• **Work instructions**
Repeat each entry as written, dropping any picture you find.

[Records of labeled points]

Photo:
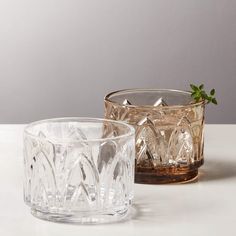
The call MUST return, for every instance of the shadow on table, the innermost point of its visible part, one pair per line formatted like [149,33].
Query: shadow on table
[217,170]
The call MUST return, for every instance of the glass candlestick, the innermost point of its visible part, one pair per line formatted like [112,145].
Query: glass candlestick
[79,169]
[169,132]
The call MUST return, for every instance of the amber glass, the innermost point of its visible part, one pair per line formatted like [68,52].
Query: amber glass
[169,132]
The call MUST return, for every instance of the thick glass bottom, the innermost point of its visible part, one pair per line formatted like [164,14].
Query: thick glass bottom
[83,217]
[166,175]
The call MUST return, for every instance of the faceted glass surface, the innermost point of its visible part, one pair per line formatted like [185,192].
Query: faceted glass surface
[169,132]
[79,170]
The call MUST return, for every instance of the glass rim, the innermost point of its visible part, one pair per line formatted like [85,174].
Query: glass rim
[108,96]
[130,132]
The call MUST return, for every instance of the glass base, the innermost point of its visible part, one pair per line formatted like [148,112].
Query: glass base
[84,217]
[150,178]
[167,175]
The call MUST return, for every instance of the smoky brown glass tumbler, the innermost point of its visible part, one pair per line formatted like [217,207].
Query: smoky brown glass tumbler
[169,132]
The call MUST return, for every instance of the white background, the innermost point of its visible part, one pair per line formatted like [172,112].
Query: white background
[60,57]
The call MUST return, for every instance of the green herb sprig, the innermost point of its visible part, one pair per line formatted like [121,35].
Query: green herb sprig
[198,94]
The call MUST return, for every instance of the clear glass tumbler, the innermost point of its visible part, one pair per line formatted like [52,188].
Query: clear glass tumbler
[169,132]
[79,169]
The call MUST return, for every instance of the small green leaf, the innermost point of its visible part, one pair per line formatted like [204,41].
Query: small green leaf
[198,93]
[212,92]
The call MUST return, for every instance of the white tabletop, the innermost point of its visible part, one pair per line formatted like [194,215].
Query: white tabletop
[206,207]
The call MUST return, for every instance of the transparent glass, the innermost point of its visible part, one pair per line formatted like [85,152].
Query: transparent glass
[79,169]
[169,132]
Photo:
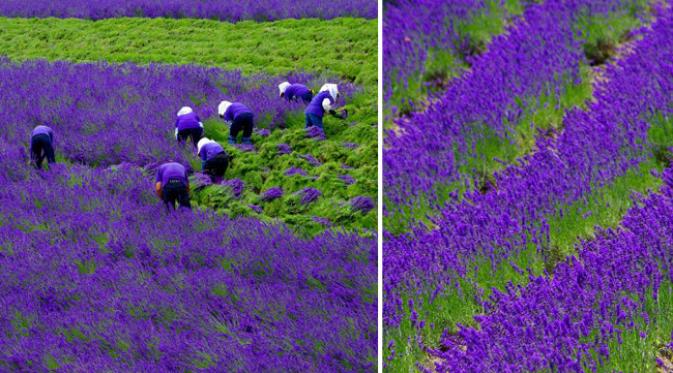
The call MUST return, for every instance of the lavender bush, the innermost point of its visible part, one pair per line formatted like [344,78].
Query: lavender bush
[95,275]
[125,113]
[232,11]
[597,145]
[567,322]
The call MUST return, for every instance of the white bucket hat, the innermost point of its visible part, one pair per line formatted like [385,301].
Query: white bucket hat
[222,107]
[282,87]
[333,90]
[185,110]
[201,143]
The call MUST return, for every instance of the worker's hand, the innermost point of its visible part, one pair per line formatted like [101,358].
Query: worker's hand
[158,189]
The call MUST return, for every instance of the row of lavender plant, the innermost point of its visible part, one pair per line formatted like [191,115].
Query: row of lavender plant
[126,113]
[596,146]
[232,11]
[412,28]
[96,276]
[566,323]
[538,55]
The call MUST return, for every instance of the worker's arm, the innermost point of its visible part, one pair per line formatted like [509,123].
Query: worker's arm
[157,188]
[327,105]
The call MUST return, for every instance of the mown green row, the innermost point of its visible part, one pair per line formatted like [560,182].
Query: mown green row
[346,47]
[540,114]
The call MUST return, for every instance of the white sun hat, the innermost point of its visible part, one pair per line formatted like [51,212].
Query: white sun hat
[222,107]
[283,86]
[333,89]
[201,143]
[185,110]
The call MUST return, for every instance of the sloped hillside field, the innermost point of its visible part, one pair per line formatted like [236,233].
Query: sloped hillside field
[533,233]
[96,275]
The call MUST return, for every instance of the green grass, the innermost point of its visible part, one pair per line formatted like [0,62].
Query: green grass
[444,64]
[346,47]
[493,153]
[604,207]
[541,114]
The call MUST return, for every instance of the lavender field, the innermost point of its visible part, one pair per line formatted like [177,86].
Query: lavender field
[533,233]
[273,269]
[231,11]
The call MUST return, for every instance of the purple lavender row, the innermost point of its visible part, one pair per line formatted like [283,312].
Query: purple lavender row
[228,10]
[126,113]
[537,55]
[414,27]
[595,147]
[564,323]
[95,276]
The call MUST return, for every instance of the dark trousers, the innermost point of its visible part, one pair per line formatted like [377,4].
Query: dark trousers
[40,148]
[216,167]
[194,133]
[175,191]
[243,123]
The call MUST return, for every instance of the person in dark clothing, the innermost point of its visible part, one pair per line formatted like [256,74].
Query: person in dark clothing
[214,160]
[295,92]
[42,146]
[172,185]
[240,119]
[188,125]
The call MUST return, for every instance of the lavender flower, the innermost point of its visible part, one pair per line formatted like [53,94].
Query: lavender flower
[231,11]
[237,186]
[284,149]
[295,171]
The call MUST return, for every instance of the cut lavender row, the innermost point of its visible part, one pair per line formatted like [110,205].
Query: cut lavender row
[125,113]
[595,147]
[566,322]
[95,276]
[539,54]
[232,11]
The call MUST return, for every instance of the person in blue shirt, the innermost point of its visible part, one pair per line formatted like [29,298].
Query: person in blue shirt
[188,125]
[324,101]
[295,92]
[214,160]
[239,118]
[42,146]
[172,185]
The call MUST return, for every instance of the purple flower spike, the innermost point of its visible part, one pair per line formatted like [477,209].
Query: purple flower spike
[315,132]
[284,149]
[295,171]
[237,186]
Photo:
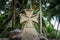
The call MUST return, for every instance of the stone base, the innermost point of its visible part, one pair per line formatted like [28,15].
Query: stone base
[29,34]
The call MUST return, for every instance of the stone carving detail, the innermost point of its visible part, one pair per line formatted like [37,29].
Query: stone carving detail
[29,32]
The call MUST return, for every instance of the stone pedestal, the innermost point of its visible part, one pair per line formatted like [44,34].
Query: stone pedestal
[29,34]
[15,35]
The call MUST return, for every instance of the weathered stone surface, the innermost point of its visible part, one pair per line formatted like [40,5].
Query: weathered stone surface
[29,32]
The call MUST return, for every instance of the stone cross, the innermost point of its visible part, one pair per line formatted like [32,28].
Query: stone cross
[29,32]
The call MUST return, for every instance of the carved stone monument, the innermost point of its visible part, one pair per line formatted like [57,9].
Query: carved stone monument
[29,32]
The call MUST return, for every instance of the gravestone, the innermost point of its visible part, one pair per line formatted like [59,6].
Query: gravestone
[29,32]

• **Answer**
Photo:
The call MUST return, for every instance of the shadow on table, the innermost point of its visible part, one pair per line formatted like [149,33].
Query: shadow on table
[217,170]
The call MUST return, for every instance of the glass candlestick, the innermost point of its visible part, one pair per line formatted like [112,145].
Query: glass candlestick
[79,169]
[169,132]
The call MUST return, for every instance of the amber glass, the innermost point of its visible part, one pair per line formatted like [68,52].
Query: amber glass
[169,132]
The call MUST return, for every instance of the thick glass bottom, the innermost point of its visible part, one pair per line formatted like [164,14].
Query: thick glass bottom
[83,217]
[166,175]
The call MUST return, for every instance of the faceted glass surface, the innermost point of its visible part, one pair per line formatted like [185,192].
Query: faceted glass surface
[169,132]
[79,170]
The call MUST return, for every instance of the glass rim, the innermost point of its visible part, one pair per line formatted like [85,174].
Query: glass rim
[108,96]
[130,132]
The call MUST return, for every instance of the glass base, the innermost point of its visible part, one pair per line formatted like [148,112].
Query: glass base
[84,217]
[150,178]
[167,175]
The call MUST return, for every instance of the smoky brown glass tumbler, the innermost point of its visible part, one pair per line formatted like [217,207].
Query: smoky brown glass tumbler
[169,132]
The call MUST return, for every instance of the white background, the innermost point of its visible part, one pair per line formatted like [172,112].
Query: white background
[60,57]
The call MUST return, for every instance of the green herb sprig, the innermost point of its visible part, one pair per line formatted like [121,35].
Query: green herb sprig
[198,94]
The call MUST return, for every instance of the clear glass tumbler, the innermost point of its visible part, one pair per line formatted like [52,188].
Query: clear glass tumbler
[169,132]
[79,169]
The call MUST return, for every instance of the small green leaf, the innermost point of its visible part, one pair per line formatted like [204,41].
Query: small green leaf
[198,93]
[212,92]
The call MUST return, for every instance of the white tabletop, the innermost point of its visible part, one pair per line formatted like [194,215].
Query: white tabletop
[206,207]
The call MUST return, for every instance of the transparent glass, the innermost point of its visible part, one pair per line formatted like [85,152].
Query: transparent glass
[79,169]
[169,132]
Photo:
The call MUST return, for every instance of the lavender bush, the innermost point of its visible part, one pair per line formatted like [344,78].
Query: lavender bush
[95,275]
[125,113]
[232,11]
[597,145]
[567,322]
The call MUST return, for every instance of the white bucket hat, the innermost point of its visible part, one pair per line formatted like [385,301].
Query: white bucket hat
[222,107]
[282,87]
[333,90]
[185,110]
[201,143]
The call MUST return, for every instance of the worker's hand, the innermost point of its visible part, one pair per line formatted like [101,358].
Query: worker's hand
[158,189]
The call MUST return, for every instance of the row of lavender plant, the innermost point of its visible part, one pair per line formatted like [191,115].
Query: row of lavender plant
[126,113]
[596,146]
[232,11]
[412,28]
[96,276]
[566,323]
[538,55]
The call MUST return, for every instance of the worker's arm, the innermost point of its visible part, one pair per line formatted like [509,123].
Query: worker's arm
[157,188]
[327,105]
The call MUST return, for every instance of the mown green row, the innermost point of its visible part, one pair per line formatted like [560,182].
Query: mown green row
[346,47]
[540,114]
The call MUST return, for every instance of the white sun hat, the innermost point of its visible part, one pair per line formatted like [51,212].
Query: white sun hat
[222,107]
[283,86]
[333,89]
[201,143]
[185,110]
The call MUST return, for every instance of the sloped hillside field, the innermost point of its visible part, one pair per line formatted like [236,233].
Query: sloped hillside field
[533,233]
[96,275]
The call MUST return, for every instance of the green grass, the innermost point of its visible part, one pair per line formatted like [0,62].
Query: green grass
[444,64]
[346,47]
[493,153]
[604,207]
[541,114]
The call MUST return, for every instance of the lavender field, the innermost point of its visible part, one pair per line formatted like [177,86].
Query: lavender field
[533,233]
[273,269]
[231,11]
The call MUST return, for every instance of the purple lavender row, the innermost point of its visible part, one pair per line formatted like [283,312].
Query: purple lavender row
[228,10]
[126,113]
[537,55]
[414,27]
[595,147]
[564,323]
[95,276]
The call MUST return, for every instance of the dark trousers, the innermost point of its visible part, one pair per line formatted like [377,4].
Query: dark trousers
[40,148]
[216,167]
[194,133]
[175,191]
[243,123]
The call MUST return, for every instance of the person in dark clothing, the innermost point of its visible part, one pair per line formatted like [256,74].
Query: person in dark clothing
[214,160]
[295,92]
[42,146]
[172,185]
[240,119]
[188,125]
The call MUST return, for every instance of the lavender flower, the innermost point of its visible part, one pair per line formatted like [53,94].
Query: lavender flower
[231,11]
[237,186]
[284,149]
[295,171]
The call MUST return, for every instance of the cut lavender row, the innermost point of its visible part, one pair per line formatted like [110,205].
Query: cut lavender row
[125,113]
[595,147]
[566,322]
[95,276]
[539,54]
[232,11]
The call MUST return, for every instance of the person in blue shirt, the innermost point of its visible part, one pair per line formatted like [29,298].
Query: person in blue shirt
[188,125]
[324,101]
[295,92]
[214,160]
[239,118]
[42,146]
[172,185]
The call MUST return, for every instance of the purple flower spike, the innermost point of its visible part, one pair per line formatted like [477,209].
Query: purple flower spike
[315,132]
[284,149]
[295,171]
[237,186]
Photo:
The call MUST return, for every instance of the stone base, the innermost point of its visible part, one pair per line formatted like [28,15].
Query: stone base
[29,34]
The call MUST return, for every instance of the stone carving detail, the innermost point of its visible part, one pair per line formatted like [37,29].
Query: stone carving detail
[29,32]
The call MUST return, for every instance of the stone pedestal, the innermost point of its visible part, one pair per line formatted like [44,34].
Query: stone pedestal
[29,34]
[15,35]
The call MUST return, for every instance of the weathered stone surface, the innermost point of its visible part, one pair per line formatted like [40,5].
Query: weathered stone surface
[29,32]
The call MUST return, for every instance of the stone cross, the innermost point of its visible part, one pair per line formatted like [32,28].
Query: stone cross
[29,32]
The call MUST return, for every instance of the carved stone monument, the innermost point of its visible part, one pair per line formatted like [57,9].
Query: carved stone monument
[29,32]
The call MUST return, for every instance of the gravestone, the innermost point of its visible part, one pair per line formatted like [59,6].
Query: gravestone
[29,32]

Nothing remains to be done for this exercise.